● **GESTELLTE AUFGABE**
Wähle aus den folgenden Zeilen jede aus, in der das Wort „texture“ vorkommt, und gib sie unverändert wieder. Achte dabei auf Groß- und Kleinschreibung.

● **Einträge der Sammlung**
▬▬▬▬▬▬▬▬▬▬
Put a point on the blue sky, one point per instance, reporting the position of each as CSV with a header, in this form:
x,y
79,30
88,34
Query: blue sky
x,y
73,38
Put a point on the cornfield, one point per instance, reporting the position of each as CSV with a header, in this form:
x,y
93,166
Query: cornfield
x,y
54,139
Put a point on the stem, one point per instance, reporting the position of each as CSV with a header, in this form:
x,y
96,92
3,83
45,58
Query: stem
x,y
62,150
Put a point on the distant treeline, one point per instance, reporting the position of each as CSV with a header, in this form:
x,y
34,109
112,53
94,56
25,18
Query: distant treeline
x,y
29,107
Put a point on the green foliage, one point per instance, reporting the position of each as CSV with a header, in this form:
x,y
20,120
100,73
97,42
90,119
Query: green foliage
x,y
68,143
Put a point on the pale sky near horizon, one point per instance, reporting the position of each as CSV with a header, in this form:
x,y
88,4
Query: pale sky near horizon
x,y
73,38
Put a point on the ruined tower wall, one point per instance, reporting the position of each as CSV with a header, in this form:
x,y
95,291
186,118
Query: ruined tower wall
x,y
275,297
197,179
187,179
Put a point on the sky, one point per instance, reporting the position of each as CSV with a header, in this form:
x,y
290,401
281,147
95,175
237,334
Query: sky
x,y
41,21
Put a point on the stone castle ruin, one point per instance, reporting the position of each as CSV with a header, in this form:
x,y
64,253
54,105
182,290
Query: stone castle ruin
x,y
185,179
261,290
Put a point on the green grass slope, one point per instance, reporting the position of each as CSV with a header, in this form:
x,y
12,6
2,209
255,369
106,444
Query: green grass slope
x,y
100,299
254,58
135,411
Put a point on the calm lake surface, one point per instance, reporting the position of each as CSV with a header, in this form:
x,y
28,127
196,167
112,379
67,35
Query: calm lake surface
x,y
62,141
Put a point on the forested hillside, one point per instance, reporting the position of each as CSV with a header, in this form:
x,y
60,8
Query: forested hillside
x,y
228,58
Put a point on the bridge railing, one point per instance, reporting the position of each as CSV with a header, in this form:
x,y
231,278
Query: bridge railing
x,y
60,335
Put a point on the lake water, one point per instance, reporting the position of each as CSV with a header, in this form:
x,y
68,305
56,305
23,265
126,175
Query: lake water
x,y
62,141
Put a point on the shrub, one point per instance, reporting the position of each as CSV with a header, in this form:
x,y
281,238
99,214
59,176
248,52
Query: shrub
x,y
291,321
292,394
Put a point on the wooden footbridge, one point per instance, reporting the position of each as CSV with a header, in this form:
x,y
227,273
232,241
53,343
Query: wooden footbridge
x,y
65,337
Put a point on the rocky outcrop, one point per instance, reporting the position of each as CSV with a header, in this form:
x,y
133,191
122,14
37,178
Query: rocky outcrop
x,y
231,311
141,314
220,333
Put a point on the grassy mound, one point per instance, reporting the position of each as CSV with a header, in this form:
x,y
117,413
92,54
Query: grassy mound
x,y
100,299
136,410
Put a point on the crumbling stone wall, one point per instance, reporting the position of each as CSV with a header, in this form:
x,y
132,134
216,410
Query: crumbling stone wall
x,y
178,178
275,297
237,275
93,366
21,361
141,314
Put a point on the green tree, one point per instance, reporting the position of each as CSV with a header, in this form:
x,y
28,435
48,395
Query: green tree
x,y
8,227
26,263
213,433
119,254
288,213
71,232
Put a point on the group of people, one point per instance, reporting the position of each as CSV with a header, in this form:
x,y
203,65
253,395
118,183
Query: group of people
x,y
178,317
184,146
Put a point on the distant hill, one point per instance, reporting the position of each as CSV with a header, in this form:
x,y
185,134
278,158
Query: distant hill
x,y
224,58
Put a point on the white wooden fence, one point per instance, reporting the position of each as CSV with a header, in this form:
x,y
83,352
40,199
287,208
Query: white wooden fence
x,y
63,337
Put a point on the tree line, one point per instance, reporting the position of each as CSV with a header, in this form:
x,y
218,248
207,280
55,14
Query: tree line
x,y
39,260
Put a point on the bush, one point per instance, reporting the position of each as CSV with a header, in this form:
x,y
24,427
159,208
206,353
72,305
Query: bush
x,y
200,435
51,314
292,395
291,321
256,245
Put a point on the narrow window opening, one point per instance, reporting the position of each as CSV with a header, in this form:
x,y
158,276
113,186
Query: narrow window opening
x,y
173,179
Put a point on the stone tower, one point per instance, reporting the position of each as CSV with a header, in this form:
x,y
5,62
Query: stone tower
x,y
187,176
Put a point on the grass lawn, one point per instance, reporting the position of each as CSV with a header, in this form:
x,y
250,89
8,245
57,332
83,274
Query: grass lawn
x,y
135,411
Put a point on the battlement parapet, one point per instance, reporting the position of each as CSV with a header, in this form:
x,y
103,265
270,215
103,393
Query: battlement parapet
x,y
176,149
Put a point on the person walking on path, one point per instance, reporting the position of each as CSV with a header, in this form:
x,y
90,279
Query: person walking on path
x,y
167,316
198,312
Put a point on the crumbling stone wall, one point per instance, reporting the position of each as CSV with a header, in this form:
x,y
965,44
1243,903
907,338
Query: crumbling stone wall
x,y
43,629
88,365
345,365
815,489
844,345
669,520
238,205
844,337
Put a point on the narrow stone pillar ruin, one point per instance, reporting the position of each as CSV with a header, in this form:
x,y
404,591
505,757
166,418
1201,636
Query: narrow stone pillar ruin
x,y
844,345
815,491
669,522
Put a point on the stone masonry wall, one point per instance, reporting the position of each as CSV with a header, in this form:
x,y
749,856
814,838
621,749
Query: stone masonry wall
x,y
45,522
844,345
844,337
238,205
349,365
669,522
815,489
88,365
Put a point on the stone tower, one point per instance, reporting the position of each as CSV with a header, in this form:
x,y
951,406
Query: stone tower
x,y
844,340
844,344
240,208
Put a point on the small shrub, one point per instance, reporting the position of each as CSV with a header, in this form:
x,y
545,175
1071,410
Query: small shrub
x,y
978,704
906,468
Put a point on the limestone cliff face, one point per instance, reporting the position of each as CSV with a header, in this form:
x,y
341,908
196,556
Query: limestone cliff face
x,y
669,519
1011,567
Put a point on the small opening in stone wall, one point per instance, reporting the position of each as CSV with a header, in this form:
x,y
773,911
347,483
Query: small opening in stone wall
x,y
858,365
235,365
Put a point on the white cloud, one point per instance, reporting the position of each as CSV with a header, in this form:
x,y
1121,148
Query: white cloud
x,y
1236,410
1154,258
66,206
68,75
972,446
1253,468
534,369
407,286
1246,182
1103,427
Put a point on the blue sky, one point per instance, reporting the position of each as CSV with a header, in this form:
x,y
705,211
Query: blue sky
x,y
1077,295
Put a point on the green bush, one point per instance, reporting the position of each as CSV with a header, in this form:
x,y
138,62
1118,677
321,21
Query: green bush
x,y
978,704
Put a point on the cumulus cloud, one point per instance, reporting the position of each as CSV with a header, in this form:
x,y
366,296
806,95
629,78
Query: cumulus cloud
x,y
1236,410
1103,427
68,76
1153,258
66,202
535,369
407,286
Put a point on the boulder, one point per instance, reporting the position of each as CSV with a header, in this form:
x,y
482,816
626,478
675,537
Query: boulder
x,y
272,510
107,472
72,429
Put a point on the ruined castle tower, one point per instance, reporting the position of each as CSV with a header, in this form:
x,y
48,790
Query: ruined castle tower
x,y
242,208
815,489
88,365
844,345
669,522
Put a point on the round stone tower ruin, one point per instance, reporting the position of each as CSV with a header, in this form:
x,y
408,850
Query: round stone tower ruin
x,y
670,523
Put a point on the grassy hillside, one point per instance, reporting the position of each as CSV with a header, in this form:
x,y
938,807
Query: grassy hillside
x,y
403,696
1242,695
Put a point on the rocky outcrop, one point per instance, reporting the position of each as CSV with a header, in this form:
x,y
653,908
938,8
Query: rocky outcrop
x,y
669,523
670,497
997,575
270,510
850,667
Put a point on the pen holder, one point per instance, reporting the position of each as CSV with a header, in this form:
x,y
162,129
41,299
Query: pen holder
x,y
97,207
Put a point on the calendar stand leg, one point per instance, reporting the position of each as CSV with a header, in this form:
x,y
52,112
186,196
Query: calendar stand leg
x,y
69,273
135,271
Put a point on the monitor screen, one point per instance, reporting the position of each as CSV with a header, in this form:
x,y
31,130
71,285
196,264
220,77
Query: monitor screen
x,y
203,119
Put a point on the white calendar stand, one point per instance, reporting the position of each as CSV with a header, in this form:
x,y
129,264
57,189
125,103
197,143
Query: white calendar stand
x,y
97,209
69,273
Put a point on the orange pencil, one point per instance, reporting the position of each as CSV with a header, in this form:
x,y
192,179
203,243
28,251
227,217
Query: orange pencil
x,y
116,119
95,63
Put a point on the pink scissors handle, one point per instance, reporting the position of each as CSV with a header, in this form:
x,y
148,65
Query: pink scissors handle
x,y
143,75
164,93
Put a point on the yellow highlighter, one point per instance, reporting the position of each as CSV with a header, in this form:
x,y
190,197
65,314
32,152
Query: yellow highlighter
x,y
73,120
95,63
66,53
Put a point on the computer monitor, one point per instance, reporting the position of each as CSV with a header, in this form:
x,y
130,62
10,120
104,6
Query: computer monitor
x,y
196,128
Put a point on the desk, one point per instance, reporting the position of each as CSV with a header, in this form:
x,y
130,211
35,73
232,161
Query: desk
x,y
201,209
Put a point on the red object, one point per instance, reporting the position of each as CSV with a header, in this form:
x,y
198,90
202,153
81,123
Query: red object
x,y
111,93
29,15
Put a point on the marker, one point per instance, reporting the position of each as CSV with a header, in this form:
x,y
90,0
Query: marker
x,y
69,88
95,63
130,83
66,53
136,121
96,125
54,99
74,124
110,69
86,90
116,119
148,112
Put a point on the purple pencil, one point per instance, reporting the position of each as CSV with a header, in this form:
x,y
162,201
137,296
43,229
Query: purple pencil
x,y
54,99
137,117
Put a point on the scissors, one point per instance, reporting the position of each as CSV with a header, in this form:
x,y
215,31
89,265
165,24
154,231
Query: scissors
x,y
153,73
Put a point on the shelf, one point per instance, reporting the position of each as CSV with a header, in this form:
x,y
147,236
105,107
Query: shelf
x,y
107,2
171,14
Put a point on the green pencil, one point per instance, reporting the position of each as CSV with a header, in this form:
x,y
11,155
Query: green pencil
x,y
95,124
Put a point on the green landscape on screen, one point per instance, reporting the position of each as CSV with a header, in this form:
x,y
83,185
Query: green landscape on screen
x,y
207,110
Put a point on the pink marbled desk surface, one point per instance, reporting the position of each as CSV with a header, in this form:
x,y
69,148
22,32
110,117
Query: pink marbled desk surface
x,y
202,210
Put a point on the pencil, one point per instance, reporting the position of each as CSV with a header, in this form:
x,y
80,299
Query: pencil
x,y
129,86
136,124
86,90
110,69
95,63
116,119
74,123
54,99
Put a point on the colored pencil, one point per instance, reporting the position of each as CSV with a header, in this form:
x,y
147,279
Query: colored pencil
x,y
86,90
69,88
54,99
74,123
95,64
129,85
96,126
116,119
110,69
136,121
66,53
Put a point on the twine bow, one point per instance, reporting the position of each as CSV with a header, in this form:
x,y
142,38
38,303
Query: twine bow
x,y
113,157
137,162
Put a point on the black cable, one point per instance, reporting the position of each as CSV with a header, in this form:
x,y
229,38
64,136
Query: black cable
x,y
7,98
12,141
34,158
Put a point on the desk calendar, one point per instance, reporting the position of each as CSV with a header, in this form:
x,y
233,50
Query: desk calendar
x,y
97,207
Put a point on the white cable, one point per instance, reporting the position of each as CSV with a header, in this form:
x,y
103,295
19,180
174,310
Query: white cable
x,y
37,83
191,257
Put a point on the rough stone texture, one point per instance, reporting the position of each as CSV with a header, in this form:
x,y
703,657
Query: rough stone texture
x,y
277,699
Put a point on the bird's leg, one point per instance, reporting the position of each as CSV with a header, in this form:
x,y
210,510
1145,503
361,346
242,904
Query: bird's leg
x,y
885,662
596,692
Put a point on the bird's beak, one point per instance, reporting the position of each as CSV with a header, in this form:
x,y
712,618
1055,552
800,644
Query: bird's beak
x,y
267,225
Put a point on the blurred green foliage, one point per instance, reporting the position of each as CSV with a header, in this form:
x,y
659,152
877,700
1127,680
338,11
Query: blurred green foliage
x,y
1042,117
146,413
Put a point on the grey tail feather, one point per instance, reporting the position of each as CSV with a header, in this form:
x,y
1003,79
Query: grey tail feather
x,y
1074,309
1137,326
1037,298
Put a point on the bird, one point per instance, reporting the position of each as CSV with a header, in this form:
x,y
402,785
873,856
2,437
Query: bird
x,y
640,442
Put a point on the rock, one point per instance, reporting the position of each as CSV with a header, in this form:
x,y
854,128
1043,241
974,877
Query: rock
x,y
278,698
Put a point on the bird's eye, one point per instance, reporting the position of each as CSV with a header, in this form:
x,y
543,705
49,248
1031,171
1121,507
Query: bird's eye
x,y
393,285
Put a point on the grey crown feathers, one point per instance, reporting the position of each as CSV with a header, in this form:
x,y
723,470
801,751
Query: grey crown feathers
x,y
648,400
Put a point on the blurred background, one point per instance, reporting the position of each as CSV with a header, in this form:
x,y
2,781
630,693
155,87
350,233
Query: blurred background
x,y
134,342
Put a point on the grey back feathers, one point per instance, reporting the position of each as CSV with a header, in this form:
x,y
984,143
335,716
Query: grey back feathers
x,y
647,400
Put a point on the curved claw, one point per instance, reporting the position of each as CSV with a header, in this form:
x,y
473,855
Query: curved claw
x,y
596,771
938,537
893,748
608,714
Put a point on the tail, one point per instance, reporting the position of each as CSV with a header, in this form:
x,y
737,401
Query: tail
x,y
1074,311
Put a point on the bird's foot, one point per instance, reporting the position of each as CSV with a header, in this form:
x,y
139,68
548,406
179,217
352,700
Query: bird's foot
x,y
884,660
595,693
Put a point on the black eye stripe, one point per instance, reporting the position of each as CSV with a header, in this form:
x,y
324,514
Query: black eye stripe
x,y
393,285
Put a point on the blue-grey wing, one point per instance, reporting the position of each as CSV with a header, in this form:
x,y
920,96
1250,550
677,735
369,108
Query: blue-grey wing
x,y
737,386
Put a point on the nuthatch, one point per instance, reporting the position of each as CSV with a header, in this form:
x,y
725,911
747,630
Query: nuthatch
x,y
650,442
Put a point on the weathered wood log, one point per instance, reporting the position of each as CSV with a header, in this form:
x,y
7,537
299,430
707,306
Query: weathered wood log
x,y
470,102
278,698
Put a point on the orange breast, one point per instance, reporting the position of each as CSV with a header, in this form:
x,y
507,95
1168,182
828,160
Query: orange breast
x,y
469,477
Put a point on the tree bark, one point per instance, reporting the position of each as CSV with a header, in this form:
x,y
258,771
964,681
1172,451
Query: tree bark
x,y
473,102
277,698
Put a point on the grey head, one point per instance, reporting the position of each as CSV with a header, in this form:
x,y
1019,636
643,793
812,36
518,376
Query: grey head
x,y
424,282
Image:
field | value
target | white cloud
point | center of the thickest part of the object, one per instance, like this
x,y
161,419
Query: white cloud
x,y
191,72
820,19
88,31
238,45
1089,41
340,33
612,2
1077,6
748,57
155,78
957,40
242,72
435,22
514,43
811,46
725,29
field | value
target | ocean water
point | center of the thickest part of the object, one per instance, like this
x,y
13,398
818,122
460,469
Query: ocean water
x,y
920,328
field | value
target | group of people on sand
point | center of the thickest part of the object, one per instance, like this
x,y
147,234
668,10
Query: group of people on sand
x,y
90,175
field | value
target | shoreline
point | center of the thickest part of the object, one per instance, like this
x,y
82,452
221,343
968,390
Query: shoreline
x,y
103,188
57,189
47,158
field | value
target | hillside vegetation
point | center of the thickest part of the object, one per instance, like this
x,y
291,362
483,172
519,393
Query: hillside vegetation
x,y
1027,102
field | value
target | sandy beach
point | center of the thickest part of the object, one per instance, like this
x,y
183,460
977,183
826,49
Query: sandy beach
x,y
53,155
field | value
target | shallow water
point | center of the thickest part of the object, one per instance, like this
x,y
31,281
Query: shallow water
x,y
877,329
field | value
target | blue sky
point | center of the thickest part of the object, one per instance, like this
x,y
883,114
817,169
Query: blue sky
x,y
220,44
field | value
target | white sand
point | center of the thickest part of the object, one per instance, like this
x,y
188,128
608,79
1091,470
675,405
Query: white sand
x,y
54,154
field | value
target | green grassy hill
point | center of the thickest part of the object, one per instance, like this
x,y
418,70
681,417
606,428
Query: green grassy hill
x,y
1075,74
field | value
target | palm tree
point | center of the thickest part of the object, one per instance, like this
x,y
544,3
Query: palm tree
▬▬▬▬▬▬▬▬▬▬
● **ERWARTETE ANTWORT**
Put a point on the rough stone texture, one point per instance, reporting the position of each as CSV with a header, in this form:
Query: rough stone texture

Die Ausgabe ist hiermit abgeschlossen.